ENTRIES PROVIDED:

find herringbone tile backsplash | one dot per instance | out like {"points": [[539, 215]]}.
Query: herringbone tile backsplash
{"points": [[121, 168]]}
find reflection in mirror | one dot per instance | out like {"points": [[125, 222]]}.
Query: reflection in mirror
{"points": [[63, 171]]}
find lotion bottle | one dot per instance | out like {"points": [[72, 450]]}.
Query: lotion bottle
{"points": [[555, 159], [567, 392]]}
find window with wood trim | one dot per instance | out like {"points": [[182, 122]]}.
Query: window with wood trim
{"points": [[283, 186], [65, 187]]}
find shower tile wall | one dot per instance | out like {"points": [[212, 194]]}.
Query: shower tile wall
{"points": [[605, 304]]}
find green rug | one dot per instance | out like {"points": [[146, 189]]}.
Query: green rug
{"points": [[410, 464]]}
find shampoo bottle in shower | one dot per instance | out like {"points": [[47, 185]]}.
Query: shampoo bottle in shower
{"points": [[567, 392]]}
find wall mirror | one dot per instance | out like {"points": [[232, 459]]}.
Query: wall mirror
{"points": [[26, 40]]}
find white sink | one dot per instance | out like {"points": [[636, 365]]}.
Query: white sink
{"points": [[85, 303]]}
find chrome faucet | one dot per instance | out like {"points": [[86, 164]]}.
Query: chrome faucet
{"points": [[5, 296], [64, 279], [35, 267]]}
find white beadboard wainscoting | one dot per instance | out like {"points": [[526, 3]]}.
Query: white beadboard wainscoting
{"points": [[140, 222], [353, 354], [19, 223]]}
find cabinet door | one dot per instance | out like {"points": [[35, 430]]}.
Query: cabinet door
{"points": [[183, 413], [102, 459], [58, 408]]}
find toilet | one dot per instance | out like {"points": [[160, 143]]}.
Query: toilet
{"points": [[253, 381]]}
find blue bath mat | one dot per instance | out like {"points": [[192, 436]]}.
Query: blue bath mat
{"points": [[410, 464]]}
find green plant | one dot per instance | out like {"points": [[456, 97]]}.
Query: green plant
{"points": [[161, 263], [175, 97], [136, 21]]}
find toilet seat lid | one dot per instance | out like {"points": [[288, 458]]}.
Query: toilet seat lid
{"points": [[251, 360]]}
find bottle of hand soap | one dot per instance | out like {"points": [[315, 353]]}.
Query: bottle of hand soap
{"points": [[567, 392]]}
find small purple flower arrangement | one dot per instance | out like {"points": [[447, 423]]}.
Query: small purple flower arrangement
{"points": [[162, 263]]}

TASK OBJECTIVE: From the first line of the data through the line with "find reflection in", quote each line exactly and add nothing else.

RESULT FOR THIS TASK:
find herringbone tile backsplash | one dot per instance | out like {"points": [[539, 215]]}.
Query: herringbone tile backsplash
{"points": [[121, 168]]}
find reflection in mirror | one dot per instance | out like {"points": [[125, 222]]}.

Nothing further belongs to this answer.